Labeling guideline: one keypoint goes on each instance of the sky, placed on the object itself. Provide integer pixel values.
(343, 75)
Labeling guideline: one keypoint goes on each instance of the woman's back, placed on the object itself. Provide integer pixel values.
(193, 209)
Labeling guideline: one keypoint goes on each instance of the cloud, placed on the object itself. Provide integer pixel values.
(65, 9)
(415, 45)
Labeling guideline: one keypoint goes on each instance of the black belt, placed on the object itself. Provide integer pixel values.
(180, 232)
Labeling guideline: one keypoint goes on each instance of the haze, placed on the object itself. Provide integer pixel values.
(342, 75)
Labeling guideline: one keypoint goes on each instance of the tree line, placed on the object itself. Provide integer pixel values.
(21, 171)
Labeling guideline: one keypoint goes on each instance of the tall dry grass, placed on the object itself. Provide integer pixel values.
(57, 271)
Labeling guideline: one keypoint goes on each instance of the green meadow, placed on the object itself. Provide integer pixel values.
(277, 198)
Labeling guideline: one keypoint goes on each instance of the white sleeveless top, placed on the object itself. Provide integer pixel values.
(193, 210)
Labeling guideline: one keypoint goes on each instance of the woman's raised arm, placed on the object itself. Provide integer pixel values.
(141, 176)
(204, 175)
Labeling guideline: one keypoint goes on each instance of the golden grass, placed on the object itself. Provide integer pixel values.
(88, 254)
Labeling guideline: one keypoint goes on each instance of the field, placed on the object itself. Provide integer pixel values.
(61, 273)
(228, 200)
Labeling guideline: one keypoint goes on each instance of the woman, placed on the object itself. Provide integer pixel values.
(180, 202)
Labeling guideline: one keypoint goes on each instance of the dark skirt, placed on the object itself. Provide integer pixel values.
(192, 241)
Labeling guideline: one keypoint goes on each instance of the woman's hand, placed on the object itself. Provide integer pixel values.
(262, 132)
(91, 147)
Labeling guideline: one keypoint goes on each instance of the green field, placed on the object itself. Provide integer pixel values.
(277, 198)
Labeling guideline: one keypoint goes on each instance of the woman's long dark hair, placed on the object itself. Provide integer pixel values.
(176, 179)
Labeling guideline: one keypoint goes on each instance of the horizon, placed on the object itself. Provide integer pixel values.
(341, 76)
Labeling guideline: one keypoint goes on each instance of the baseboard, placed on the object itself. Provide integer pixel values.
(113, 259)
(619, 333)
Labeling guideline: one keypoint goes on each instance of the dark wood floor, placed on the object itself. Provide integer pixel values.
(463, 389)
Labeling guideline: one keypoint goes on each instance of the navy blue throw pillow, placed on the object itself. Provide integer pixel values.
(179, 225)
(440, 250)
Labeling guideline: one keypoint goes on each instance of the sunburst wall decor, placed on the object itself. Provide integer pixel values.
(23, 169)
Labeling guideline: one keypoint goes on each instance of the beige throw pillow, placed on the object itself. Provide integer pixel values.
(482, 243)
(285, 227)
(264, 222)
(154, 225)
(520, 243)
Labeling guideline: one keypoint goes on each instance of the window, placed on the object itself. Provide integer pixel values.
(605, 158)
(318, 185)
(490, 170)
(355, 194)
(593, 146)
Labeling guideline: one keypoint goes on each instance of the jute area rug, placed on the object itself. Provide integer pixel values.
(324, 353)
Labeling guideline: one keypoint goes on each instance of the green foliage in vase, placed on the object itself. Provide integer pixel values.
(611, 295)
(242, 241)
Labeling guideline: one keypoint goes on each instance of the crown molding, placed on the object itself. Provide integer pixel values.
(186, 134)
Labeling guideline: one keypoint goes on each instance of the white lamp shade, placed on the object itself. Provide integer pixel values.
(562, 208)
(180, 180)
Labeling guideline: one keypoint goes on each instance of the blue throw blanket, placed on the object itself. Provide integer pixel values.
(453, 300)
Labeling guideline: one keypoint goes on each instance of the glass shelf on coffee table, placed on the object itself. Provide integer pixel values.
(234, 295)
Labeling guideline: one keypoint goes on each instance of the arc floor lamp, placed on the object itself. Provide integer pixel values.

Exercise
Please write out the lines above exactly as they appear, from start to end.

Written solution
Labeling guideline: one keypoint goes on each instance of the sky, placed on the object itself. Provide integer pixel values.
(343, 75)
Labeling guideline: one keypoint goes on each instance of the woman's back, placed on the object itself. Provide integer pixel values.
(193, 209)
Labeling guideline: one keypoint goes on each instance of the cloud, placed on the object itself. Provide integer pixel values.
(65, 9)
(415, 45)
Labeling guideline: one keypoint goes on each instance of the black belt, placed on the object itself. Provide integer pixel values.
(180, 232)
Labeling guideline: one keypoint goes on each instance of the haze, placed on the object itself. Provide integer pixel values.
(342, 75)
Labeling guideline: one keypoint goes on each instance of the tree line, placed on the object itself. Provide integer pixel values.
(21, 171)
Labeling guideline: one keypoint goes on each instance of the tall dry grass, placed on the object itself. Provide integer pixel values.
(57, 271)
Labeling guideline: one keypoint goes on each instance of the green meadow, placed on the object itself. Provide integer pixel values.
(277, 198)
Labeling guideline: one keypoint goes on each instance of the white sleeveless top, placed on the object itself. Provide integer pixel values.
(193, 210)
Labeling guideline: one keypoint goes on each instance of the woman's raised arm, placed on the object itself. Provide integer pixel values.
(141, 176)
(204, 175)
Labeling guideline: one keypoint goes on each instance of the golden grass, placed on the object itself. Provide integer pixel values.
(88, 254)
Labeling guideline: one keypoint goes on each instance of the field, placed on the object itself. Provide integer pixel values.
(61, 273)
(228, 200)
Labeling guideline: one keypoint goes on each instance of the woman, placed on the object itself. Provide integer pixel values.
(180, 202)
Labeling guideline: one keypoint goes on each instance of the dark skirt, placed on the object itself. Provide integer pixel values.
(192, 241)
Labeling guideline: one keypoint goes on each instance of the woman's hand, placed on the object itself. Provide integer pixel values.
(262, 132)
(91, 147)
Labeling guideline: one keypoint goes on each instance of the green field, placed on the object itself. Provide integer pixel values.
(277, 198)
Labeling guideline: one keypoint goes on each instance of the woman's long dark hair, placed on the object itself. Provide integer pixel values.
(176, 179)
Labeling guideline: one keypoint goes on each instance of the horizon, placed on the object itself. Provide integer pixel values.
(341, 76)
Labeling guideline: one keypoint goes on each instance of the baseboard, placed on the object itself. Provide integer pixel values.
(113, 259)
(619, 333)
Labeling guideline: one keypoint goes on each instance of the dark wood floor, placed on the object itself. Provide integer pixel values.
(463, 389)
Labeling guideline: one keypoint goes on each instance of the navy blue throw pillow, placed on the object itself. Provide integer pixel values.
(179, 225)
(440, 250)
Labeling guideline: one keypoint goes on each instance of the sunburst wall decor, placed on the object itself. Provide integer pixel values.
(23, 169)
Labeling guideline: one keypoint goes on each instance of the beige throw pillow, placed on the object itself. Provide integer pixel values.
(482, 243)
(285, 227)
(264, 222)
(154, 225)
(520, 243)
Labeling guideline: one keypoint goes on each instance of the window, placed on the object itself. Provide integer pixel values.
(605, 158)
(318, 185)
(490, 170)
(355, 194)
(593, 146)
Labeling guideline: one keypoint goes on each instance of the jute area rug, placed on the object itself. Provide integer pixel values.
(324, 353)
Labeling guideline: one keypoint goes on each instance of the green foliage in vase, placed on the object itself. Provide integer pixel values.
(611, 295)
(242, 241)
Labeling guideline: one keypoint goes on each instance of the crown molding, placed on the object itself. Provide integer pixel values.
(186, 134)
Labeling guideline: one keypoint goes on each instance of the white lamp shade, placed on the object itself. Provide integer pixel values.
(562, 208)
(180, 180)
Labeling guideline: one keypoint goes on each instance of the blue throw blanket, placed on the object itself. Provide integer pixel values.
(453, 300)
Labeling guideline: one keypoint goes on each instance of the glass shelf on coffee table, placed on the object itself. Provide integer pixel values.
(234, 295)
Labeling guideline: one keypoint goes on each instance of the arc floor lamp, placed on the object itself. Provide integer pixel values.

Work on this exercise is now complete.